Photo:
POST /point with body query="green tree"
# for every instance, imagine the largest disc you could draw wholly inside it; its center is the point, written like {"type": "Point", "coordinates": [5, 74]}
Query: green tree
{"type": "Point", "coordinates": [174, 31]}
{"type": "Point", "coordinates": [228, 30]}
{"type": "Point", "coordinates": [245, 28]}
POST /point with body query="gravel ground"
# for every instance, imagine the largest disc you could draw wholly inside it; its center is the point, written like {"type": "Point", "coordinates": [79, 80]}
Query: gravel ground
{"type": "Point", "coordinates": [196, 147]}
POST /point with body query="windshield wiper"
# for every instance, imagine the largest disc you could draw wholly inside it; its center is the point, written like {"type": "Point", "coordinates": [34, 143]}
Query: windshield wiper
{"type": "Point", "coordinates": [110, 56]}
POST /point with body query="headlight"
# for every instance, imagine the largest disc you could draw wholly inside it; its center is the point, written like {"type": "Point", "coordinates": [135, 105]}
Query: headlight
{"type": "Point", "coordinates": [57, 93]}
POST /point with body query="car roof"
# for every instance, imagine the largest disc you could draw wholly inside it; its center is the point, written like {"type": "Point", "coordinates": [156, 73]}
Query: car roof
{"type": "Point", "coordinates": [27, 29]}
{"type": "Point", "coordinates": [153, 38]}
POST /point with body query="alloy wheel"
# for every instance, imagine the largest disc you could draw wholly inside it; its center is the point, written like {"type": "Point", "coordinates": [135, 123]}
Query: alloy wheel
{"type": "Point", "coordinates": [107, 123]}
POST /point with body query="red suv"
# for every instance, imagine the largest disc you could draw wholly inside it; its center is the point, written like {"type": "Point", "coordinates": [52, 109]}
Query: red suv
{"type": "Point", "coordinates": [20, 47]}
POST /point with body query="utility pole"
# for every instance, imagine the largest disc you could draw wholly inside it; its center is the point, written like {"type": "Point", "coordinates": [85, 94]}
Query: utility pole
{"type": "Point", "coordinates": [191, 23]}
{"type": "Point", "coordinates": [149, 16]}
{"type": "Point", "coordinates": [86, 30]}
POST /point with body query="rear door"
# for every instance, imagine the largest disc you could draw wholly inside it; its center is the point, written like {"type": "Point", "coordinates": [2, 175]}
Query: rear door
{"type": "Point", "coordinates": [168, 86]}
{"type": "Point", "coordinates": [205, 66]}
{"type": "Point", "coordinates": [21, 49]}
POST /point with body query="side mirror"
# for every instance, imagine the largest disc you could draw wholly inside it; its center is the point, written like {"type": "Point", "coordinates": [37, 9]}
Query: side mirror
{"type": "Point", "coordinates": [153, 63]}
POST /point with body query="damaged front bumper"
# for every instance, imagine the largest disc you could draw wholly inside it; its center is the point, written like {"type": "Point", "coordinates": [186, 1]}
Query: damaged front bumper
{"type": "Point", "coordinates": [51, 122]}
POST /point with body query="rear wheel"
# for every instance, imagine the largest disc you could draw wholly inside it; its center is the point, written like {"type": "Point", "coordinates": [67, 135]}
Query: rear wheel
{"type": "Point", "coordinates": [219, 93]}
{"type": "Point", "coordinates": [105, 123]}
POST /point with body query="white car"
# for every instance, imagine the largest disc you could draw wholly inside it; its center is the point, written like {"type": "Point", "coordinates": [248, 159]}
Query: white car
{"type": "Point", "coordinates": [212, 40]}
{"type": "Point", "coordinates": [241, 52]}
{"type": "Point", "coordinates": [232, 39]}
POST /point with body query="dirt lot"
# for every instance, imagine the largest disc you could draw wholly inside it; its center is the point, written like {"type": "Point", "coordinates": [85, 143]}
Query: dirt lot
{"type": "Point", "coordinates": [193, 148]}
#####
EXERCISE DESCRIPTION | Repeat the material above in full, keeping every word.

RESULT |
Photo:
POST /point with body query="green tree"
# for every instance, imagine the largest disc you could draw wholly inside it; its center is the point, written like {"type": "Point", "coordinates": [5, 74]}
Query: green tree
{"type": "Point", "coordinates": [174, 31]}
{"type": "Point", "coordinates": [228, 30]}
{"type": "Point", "coordinates": [245, 28]}
POST /point with body query="gravel ground"
# for every instance, imagine the largest disc you could draw wholly inside it; its center is the point, written like {"type": "Point", "coordinates": [79, 80]}
Query: gravel ground
{"type": "Point", "coordinates": [196, 147]}
POST /point with body query="windshield wiper"
# for every instance, imagine the largest disc you could draw wholly inside it; its center is the point, written like {"type": "Point", "coordinates": [34, 143]}
Query: windshield wiper
{"type": "Point", "coordinates": [110, 56]}
POST /point with body query="headlight"
# for every instance, imagine the largest disc you could draw wholly inside it; its center is the point, written like {"type": "Point", "coordinates": [135, 105]}
Query: headlight
{"type": "Point", "coordinates": [57, 93]}
POST /point with body query="car roof"
# for every instance, imagine the largest disc you could draw wholly inside it; its center is the point, written like {"type": "Point", "coordinates": [156, 73]}
Query: car roof
{"type": "Point", "coordinates": [27, 29]}
{"type": "Point", "coordinates": [153, 38]}
POST /point with body query="alloy wheel"
# for every instance, imagine the largest disc you could draw wholly inside it; its center is the point, written like {"type": "Point", "coordinates": [135, 123]}
Query: alloy wheel
{"type": "Point", "coordinates": [107, 123]}
POST /point with body query="red suv"
# for every instance, imagine the largest disc you could draw wholly inside it; its center is the point, written like {"type": "Point", "coordinates": [52, 109]}
Query: red suv
{"type": "Point", "coordinates": [20, 47]}
POST /point with body query="utility pole"
# for every instance, imagine the largest disc you could draw wholly inside it; its center is the point, written like {"type": "Point", "coordinates": [85, 94]}
Query: utility pole
{"type": "Point", "coordinates": [191, 23]}
{"type": "Point", "coordinates": [149, 16]}
{"type": "Point", "coordinates": [86, 30]}
POST /point with body query="rear door"
# for every instance, imagine the largest disc you could draw wholly inside it; its center is the point, written like {"type": "Point", "coordinates": [2, 175]}
Query: rear door
{"type": "Point", "coordinates": [168, 86]}
{"type": "Point", "coordinates": [205, 66]}
{"type": "Point", "coordinates": [21, 49]}
POST /point with body query="side mirror"
# for every instance, imagine the largest disc you could draw wholly inside it; its center is the point, written like {"type": "Point", "coordinates": [37, 9]}
Query: side mirror
{"type": "Point", "coordinates": [153, 63]}
POST /point with body query="damaged front bumper"
# for every instance, imagine the largest disc you could draw wholly inside it; its center is the point, written like {"type": "Point", "coordinates": [186, 1]}
Query: damaged front bumper
{"type": "Point", "coordinates": [51, 122]}
POST /point with body query="rear wheel"
# for every instance, imagine the largest disc you could draw wholly inside it; its center is the point, written like {"type": "Point", "coordinates": [67, 135]}
Query: rear wheel
{"type": "Point", "coordinates": [219, 93]}
{"type": "Point", "coordinates": [105, 123]}
POST /point with body query="white car"
# for every instance, imagine the largest disc you could draw wholly inside it; its center is the point, written like {"type": "Point", "coordinates": [248, 159]}
Query: white car
{"type": "Point", "coordinates": [212, 40]}
{"type": "Point", "coordinates": [241, 52]}
{"type": "Point", "coordinates": [232, 39]}
POST /point with body query="dirt lot"
# for every instance, imagine the largest disc you could draw wholly inside it; its center is the point, written like {"type": "Point", "coordinates": [85, 143]}
Query: dirt lot
{"type": "Point", "coordinates": [193, 148]}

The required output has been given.